* _WRITTEN INSTRUCTION_: Extract each line from the items below that contains the word "grass". Case is significant.

* _MATERIAL PROVIDED_:

□ □ □ □

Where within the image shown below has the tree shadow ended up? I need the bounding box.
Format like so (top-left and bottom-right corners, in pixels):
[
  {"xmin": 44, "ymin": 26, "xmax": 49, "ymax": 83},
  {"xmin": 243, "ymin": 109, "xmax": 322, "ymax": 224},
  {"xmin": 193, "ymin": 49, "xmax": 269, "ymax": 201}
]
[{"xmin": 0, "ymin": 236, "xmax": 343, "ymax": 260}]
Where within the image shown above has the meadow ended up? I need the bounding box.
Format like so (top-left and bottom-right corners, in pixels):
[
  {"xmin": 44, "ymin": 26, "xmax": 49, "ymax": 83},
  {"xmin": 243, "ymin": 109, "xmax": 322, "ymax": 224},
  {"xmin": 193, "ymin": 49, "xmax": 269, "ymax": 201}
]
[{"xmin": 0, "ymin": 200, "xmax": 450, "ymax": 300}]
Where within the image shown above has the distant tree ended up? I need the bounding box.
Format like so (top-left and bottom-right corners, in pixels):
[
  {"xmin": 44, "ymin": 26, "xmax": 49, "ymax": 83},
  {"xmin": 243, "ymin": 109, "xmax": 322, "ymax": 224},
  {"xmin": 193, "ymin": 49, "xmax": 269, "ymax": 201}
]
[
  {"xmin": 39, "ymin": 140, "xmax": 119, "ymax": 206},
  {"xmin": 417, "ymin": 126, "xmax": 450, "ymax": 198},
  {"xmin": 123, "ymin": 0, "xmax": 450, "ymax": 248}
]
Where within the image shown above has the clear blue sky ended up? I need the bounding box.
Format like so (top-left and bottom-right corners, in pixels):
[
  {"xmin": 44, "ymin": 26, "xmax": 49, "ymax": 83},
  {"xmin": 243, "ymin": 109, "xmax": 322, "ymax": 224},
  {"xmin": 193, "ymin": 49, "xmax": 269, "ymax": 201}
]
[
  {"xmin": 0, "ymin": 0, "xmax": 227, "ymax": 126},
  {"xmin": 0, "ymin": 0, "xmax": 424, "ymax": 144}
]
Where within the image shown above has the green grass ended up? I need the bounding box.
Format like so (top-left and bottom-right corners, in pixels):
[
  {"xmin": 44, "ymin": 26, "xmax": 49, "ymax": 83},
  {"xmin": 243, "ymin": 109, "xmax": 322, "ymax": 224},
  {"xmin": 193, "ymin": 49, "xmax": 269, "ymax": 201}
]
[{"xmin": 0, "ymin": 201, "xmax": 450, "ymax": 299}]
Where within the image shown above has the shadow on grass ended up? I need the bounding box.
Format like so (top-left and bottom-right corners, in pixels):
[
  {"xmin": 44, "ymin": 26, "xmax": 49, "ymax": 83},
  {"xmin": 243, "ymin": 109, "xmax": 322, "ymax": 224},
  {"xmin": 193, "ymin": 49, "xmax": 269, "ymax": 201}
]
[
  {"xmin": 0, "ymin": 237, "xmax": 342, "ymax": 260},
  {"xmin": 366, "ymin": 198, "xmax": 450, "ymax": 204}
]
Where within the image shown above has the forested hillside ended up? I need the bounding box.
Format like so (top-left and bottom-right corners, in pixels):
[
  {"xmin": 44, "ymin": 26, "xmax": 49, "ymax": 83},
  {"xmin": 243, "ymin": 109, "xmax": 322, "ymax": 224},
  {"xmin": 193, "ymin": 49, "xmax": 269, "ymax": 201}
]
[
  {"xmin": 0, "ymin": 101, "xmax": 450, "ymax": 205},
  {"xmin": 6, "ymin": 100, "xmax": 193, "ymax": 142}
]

□ □ □ □

* _OUTPUT FOR THIS EXERCISE_:
Where within the image shown above has the green grass ended up? I need the bounding box.
Where within the image shown above has the shadow on grass ended up? I need the bounding box.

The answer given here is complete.